START TEXT SECTION

“The Bible Is Not a Self-Help Book” or “Please Stop…”

Rob Goodman recently wrote an excellent article critiquing Rick Warren, “Smiley” Osteen, and the like for their “self-help” theology.  The main instigation for the article was Rick Warren’s new “Daniel diet” based off of the Daniel story from the Older Testament.

Yeah, that guy who fell into the lion’s den.

Warren supposedly mined the depths of scripture to come up with this plan loosely taken from the section of Daniel where the book’s title character refuses to eat the king’s food in their place of captivity (thereby avoiding the appearance of consenting to the godless ways of his captors).

It’s a good story.  And it may actually hold some diet advice…for lions.

But, as Goodman points out, it’s a story about identity and resistance and trust.  Not about dieting.

So why is Warren using it as a diet guide?

Warren plays into what I think is one of the most dangerous trends in Christianity that has still, inexplicably, continued since the Enlightenment.

END TEXT SECTION

## [DIRECTIVE 1]
Translate this sentence from the blog post into Spanish: "So why is Warren using it as a diet guide?"
The listing that follows the blog post has no connection to it.

START RECORDED DATA

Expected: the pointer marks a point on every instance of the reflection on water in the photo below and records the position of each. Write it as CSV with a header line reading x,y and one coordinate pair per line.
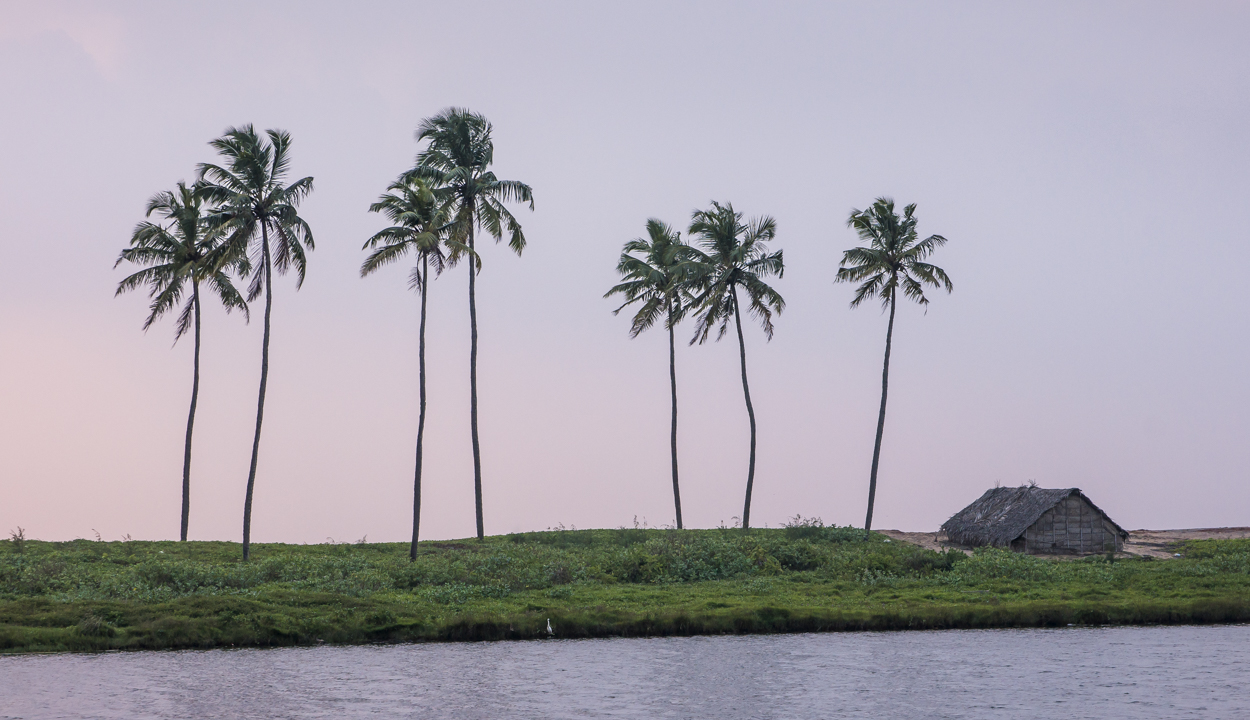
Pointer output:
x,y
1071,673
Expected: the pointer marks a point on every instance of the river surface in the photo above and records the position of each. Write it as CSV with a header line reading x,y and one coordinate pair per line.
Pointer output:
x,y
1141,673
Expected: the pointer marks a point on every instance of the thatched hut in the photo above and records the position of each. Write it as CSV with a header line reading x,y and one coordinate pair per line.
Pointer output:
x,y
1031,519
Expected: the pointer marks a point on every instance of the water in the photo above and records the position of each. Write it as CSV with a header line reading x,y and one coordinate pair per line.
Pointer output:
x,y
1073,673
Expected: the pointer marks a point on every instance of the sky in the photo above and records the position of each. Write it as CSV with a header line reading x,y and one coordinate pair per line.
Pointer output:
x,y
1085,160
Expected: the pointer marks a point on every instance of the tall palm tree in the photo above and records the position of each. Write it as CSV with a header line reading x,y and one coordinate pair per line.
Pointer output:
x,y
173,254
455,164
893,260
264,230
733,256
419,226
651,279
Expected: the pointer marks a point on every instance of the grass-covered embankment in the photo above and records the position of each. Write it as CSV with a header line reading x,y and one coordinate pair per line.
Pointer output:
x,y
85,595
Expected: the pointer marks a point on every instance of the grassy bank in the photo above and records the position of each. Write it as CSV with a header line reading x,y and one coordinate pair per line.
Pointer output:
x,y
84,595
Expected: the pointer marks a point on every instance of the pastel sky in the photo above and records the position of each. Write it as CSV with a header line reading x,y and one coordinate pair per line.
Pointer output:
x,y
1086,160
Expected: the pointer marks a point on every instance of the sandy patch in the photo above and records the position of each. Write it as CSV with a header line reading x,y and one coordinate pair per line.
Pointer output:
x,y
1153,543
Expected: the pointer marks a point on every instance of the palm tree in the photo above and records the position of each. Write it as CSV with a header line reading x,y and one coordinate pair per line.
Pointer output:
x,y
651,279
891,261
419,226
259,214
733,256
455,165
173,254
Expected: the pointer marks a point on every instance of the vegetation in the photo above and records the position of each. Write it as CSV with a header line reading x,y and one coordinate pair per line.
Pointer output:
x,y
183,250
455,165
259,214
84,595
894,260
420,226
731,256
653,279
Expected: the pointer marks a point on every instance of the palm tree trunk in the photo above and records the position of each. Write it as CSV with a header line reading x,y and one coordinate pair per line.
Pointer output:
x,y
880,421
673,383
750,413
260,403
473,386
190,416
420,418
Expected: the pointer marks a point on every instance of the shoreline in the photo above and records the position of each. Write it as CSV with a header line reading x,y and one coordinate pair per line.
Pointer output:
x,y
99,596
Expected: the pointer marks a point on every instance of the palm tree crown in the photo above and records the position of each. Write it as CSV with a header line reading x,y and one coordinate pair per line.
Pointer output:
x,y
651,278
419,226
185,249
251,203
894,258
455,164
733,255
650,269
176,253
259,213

END RECORDED DATA
START RECORDED DATA

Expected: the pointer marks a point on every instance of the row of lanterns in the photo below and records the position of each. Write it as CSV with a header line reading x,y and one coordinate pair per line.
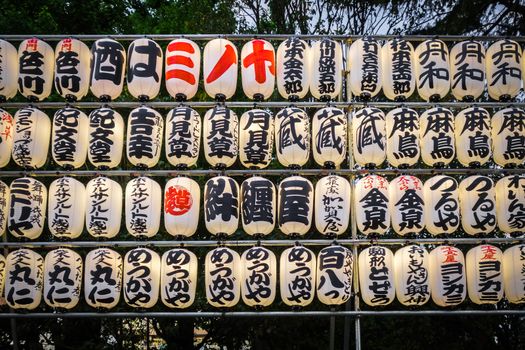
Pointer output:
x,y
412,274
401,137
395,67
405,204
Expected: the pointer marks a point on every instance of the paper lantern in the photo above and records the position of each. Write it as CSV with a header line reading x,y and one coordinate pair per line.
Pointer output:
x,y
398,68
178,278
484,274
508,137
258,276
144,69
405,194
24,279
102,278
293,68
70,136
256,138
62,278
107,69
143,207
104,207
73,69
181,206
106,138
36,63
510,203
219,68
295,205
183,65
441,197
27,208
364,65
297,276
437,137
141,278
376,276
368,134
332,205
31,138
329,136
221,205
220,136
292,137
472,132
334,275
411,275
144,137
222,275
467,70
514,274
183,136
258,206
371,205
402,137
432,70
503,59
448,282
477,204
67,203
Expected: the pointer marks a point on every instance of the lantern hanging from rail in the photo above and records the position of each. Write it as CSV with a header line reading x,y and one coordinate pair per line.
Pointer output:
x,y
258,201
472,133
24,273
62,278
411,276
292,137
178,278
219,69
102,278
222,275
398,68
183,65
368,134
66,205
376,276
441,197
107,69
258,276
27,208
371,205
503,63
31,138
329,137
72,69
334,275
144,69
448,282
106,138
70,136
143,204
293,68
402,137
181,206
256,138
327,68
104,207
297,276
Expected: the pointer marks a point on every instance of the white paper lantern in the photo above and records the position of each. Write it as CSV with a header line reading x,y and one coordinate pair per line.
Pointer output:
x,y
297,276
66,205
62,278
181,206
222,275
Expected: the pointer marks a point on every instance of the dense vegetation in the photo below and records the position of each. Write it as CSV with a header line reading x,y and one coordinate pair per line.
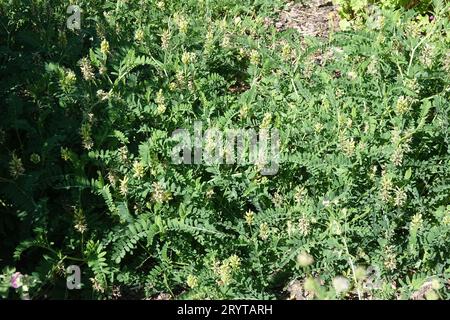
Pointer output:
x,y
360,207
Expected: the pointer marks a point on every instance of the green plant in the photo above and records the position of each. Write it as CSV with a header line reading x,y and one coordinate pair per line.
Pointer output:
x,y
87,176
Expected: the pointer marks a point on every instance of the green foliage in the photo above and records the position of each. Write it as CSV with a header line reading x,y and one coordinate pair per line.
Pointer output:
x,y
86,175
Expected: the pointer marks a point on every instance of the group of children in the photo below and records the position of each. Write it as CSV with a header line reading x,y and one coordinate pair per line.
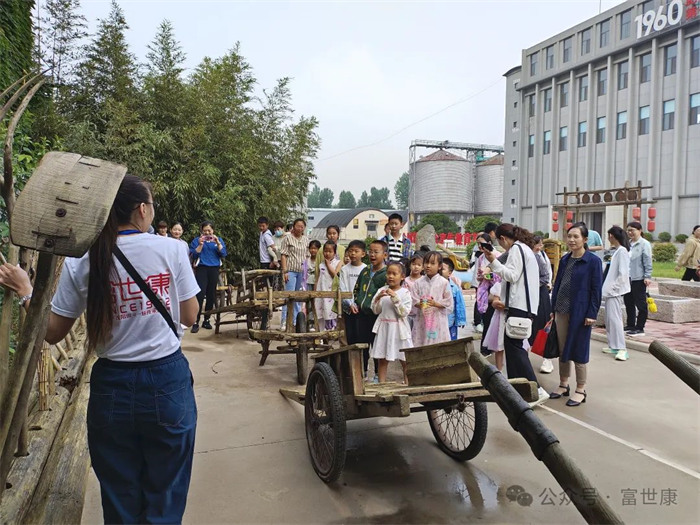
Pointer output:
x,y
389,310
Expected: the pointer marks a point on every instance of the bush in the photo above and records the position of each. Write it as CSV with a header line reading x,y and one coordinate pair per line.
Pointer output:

END RECORDED DATA
START RECORDED DATA

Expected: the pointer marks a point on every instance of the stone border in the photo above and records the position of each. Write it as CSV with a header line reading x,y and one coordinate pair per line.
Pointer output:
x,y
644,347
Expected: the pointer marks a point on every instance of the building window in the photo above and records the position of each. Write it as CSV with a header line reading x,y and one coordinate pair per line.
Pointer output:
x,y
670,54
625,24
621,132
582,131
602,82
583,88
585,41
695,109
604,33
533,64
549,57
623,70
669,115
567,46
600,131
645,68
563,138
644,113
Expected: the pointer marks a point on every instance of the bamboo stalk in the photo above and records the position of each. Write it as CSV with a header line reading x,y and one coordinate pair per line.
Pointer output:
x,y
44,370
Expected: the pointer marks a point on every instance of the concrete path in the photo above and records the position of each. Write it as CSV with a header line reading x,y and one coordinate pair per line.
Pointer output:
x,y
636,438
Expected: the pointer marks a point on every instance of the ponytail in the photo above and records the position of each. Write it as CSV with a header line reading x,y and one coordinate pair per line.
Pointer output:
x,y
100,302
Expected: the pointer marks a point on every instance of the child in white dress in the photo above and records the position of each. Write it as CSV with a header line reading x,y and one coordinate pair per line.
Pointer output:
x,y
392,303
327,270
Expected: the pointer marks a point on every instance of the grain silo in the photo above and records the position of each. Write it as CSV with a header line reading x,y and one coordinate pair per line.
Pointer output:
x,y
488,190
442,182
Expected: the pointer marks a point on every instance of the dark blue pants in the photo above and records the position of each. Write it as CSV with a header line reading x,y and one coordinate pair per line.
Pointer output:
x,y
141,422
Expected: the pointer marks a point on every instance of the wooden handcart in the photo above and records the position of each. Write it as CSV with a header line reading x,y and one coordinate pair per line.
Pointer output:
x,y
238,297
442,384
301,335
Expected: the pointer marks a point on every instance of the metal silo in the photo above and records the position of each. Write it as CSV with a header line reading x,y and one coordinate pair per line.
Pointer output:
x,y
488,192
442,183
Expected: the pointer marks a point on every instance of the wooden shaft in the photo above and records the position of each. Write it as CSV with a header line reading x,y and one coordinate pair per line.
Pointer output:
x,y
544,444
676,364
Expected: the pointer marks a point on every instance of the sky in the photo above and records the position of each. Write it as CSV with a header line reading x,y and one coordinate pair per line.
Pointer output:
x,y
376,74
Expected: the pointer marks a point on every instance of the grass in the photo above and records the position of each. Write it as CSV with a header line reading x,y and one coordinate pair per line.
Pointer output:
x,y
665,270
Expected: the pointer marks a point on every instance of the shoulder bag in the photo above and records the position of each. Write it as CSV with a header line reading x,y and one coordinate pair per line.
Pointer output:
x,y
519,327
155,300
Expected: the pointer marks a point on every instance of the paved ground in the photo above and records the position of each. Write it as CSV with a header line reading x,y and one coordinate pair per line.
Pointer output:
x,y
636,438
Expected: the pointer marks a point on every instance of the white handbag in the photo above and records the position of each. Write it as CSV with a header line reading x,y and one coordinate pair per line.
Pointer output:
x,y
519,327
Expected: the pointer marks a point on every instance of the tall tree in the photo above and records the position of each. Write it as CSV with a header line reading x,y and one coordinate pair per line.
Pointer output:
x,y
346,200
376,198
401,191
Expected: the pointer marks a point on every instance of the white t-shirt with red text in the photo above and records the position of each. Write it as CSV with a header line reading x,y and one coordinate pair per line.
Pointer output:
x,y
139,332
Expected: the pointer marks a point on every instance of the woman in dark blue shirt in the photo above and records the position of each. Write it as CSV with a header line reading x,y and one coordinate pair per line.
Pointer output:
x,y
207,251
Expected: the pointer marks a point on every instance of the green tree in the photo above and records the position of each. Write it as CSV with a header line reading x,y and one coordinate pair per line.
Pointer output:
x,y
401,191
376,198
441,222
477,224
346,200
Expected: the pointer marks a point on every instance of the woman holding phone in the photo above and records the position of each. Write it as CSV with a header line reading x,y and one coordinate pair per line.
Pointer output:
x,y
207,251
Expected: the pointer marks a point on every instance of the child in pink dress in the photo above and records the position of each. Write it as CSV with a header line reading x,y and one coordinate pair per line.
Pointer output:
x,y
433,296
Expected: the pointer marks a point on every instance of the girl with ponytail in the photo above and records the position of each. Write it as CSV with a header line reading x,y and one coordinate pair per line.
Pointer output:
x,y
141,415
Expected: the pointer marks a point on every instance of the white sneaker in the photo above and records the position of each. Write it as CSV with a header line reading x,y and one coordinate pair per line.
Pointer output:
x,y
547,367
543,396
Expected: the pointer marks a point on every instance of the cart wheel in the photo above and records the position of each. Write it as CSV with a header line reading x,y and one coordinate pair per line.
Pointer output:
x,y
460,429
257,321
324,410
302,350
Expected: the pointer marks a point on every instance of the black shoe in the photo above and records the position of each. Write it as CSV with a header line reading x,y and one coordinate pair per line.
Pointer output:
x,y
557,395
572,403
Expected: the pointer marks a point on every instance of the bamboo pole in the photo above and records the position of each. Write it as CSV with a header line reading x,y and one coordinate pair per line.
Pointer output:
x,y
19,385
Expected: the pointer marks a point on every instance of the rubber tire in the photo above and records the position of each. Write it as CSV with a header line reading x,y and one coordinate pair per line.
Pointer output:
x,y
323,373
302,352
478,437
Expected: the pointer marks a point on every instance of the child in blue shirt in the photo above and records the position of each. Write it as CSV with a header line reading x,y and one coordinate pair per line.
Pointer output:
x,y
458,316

END RECORDED DATA

## [DIRECTIVE 2]
Gather every line of the listing that contains the word "dark", and treat uppercase and lowercase as different.

## [TASK OUTPUT 1]
Entonces, ¿por qué Warren la usa como guía de dieta?

## [TASK OUTPUT 2]
Expected: the pointer marks a point on every instance of the dark blue pants in the photo above and records the position of each. Write it as CSV with a header line reading x,y and one coordinate pair per line.
Expected: the pointer marks a point on every instance of the woman in dark blue shirt in the photo above and records the position of each. Write it as CSV with a header line reading x,y and one coordinate pair per line.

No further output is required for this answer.